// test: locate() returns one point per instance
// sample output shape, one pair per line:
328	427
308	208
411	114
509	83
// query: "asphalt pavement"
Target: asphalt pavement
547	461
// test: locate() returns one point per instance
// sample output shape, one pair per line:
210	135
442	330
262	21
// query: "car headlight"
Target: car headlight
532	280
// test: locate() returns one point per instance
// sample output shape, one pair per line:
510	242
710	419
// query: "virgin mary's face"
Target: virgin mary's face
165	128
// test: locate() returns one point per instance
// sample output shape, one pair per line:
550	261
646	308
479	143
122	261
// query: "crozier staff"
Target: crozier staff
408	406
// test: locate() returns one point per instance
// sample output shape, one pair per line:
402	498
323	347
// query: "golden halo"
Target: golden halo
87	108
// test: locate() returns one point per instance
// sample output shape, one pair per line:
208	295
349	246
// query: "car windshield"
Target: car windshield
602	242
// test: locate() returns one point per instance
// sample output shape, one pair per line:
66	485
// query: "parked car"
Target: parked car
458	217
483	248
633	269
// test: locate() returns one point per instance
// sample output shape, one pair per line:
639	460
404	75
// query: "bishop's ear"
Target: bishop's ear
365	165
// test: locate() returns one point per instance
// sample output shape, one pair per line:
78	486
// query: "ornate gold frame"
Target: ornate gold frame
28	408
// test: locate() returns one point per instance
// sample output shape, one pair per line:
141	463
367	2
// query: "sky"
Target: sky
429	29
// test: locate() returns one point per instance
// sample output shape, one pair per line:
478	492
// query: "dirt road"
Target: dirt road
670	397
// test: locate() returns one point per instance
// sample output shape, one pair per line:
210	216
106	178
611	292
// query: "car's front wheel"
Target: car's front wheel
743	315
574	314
==
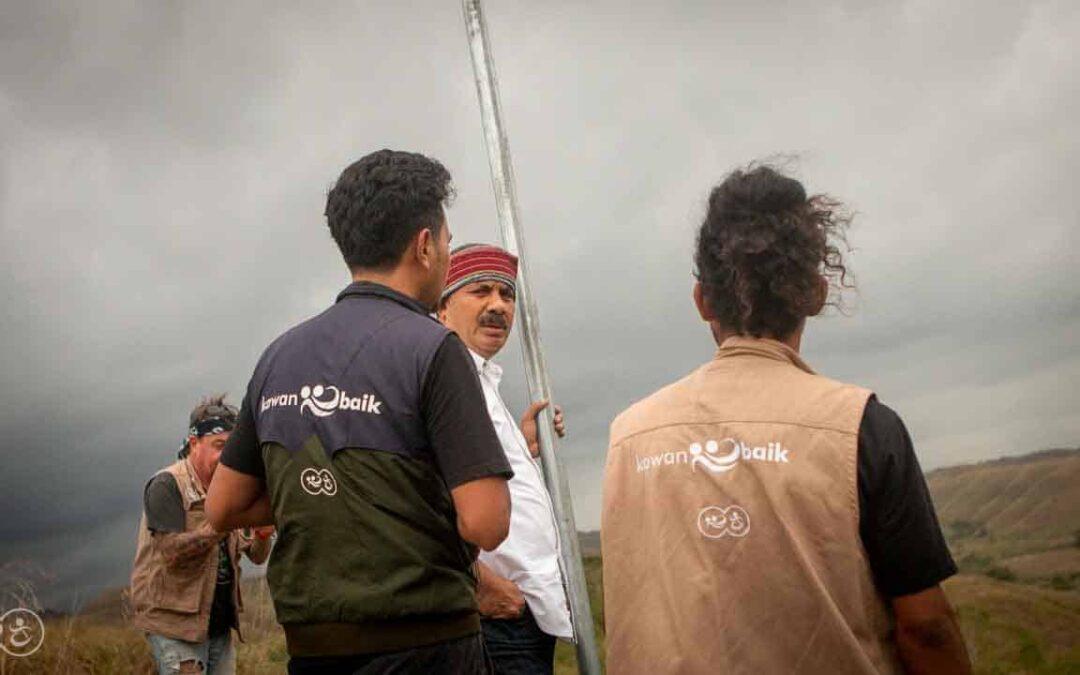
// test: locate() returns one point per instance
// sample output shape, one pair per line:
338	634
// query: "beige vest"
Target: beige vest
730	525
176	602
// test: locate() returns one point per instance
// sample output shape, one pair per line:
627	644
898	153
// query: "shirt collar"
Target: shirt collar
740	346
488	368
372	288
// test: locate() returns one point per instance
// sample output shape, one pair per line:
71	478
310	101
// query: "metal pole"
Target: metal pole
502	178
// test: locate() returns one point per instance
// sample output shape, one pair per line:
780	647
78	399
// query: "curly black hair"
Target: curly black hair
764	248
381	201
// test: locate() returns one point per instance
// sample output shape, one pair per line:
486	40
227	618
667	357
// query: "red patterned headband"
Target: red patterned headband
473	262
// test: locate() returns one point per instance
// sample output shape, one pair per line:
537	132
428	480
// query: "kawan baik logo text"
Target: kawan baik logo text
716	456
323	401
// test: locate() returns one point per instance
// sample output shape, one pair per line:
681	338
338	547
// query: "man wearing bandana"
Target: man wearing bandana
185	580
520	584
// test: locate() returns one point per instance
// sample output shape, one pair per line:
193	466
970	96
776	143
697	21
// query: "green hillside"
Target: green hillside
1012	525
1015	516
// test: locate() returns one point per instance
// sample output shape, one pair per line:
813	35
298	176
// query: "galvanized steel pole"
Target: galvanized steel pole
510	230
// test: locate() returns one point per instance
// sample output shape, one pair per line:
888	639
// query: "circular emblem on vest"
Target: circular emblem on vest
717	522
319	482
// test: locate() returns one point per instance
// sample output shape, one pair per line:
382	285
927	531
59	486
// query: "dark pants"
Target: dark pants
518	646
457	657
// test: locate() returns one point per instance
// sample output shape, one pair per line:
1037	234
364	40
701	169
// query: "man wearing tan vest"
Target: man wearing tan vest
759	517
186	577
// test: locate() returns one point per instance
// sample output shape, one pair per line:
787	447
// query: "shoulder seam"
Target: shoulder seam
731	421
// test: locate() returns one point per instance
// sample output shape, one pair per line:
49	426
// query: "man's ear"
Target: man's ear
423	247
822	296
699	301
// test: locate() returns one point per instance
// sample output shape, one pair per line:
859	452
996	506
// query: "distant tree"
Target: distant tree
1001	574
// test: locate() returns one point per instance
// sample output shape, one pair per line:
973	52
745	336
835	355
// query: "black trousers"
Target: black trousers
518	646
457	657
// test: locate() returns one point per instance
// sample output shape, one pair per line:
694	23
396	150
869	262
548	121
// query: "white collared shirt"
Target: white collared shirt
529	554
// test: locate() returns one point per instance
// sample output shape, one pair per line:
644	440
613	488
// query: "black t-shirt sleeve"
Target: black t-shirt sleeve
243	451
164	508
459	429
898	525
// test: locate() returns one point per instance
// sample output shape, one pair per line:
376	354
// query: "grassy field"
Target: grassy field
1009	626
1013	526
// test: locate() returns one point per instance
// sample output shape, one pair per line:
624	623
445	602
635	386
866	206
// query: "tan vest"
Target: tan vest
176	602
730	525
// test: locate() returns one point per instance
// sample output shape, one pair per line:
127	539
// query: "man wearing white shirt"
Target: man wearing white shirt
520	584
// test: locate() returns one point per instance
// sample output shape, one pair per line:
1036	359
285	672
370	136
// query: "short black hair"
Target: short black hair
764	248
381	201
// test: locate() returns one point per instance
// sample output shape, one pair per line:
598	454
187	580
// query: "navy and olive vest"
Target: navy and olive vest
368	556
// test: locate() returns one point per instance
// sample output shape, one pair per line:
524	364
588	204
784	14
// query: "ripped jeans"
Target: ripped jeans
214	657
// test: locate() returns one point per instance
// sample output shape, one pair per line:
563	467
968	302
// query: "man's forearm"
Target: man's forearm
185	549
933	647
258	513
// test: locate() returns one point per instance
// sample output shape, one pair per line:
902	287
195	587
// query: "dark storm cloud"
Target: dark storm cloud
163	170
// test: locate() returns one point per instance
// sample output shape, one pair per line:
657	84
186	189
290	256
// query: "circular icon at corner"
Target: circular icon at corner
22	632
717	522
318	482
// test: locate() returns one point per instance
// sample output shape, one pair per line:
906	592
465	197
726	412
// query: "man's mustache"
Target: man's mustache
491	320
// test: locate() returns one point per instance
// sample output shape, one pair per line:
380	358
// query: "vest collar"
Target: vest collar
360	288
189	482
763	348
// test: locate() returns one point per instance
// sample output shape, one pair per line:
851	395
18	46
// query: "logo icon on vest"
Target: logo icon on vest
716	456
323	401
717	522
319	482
* * *
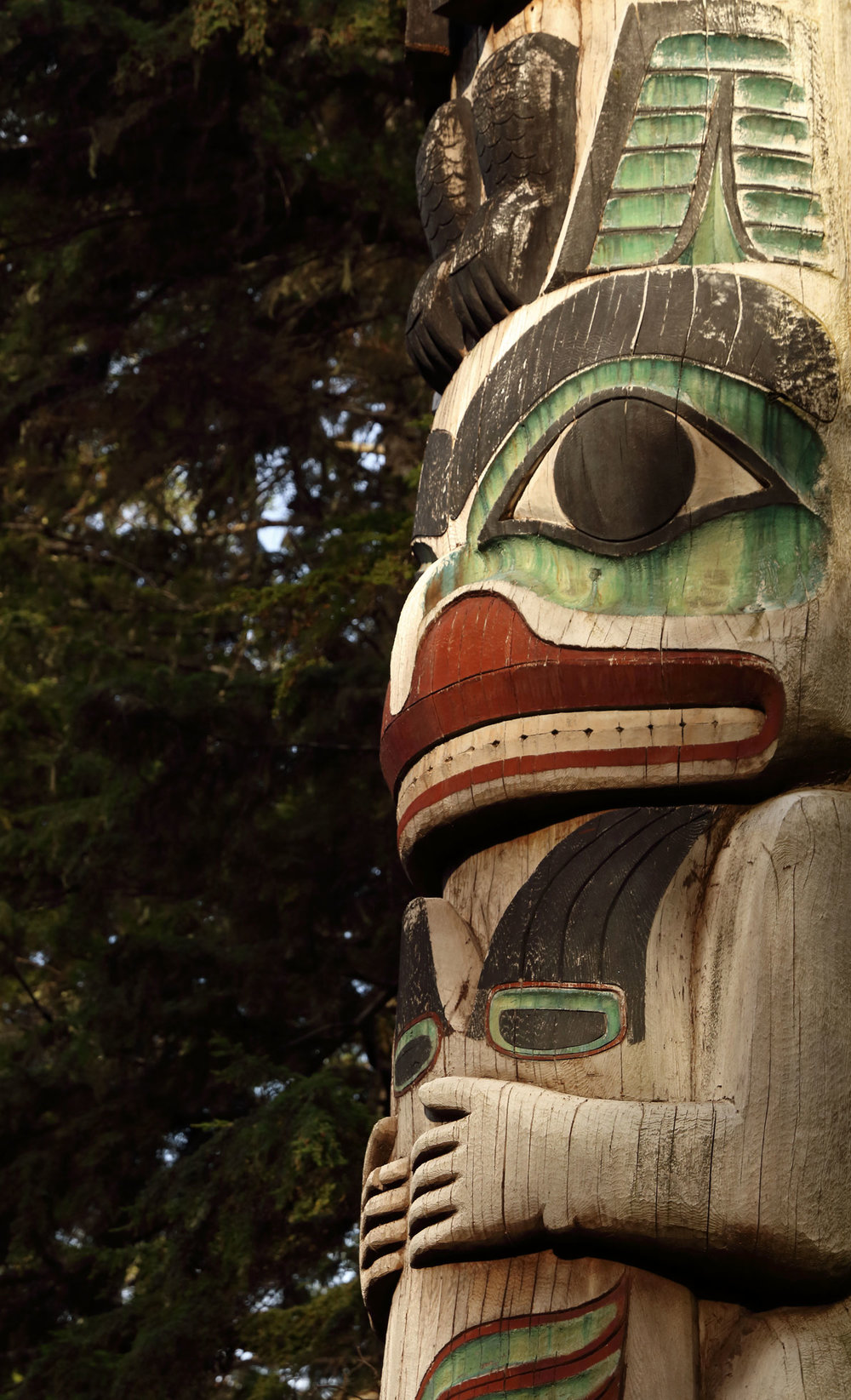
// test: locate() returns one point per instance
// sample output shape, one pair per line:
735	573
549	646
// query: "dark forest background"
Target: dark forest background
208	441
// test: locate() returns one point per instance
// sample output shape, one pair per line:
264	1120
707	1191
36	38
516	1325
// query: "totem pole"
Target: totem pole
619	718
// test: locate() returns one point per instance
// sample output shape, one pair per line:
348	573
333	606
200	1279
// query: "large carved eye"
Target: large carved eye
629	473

Goal:
Copy out every line of the records above that contains the string "circular", matching case exactly.

Answer to this task:
// query: "circular emblem on vest"
Target: circular emblem on vest
// query: "circular icon at corner"
Target: circular icon at corner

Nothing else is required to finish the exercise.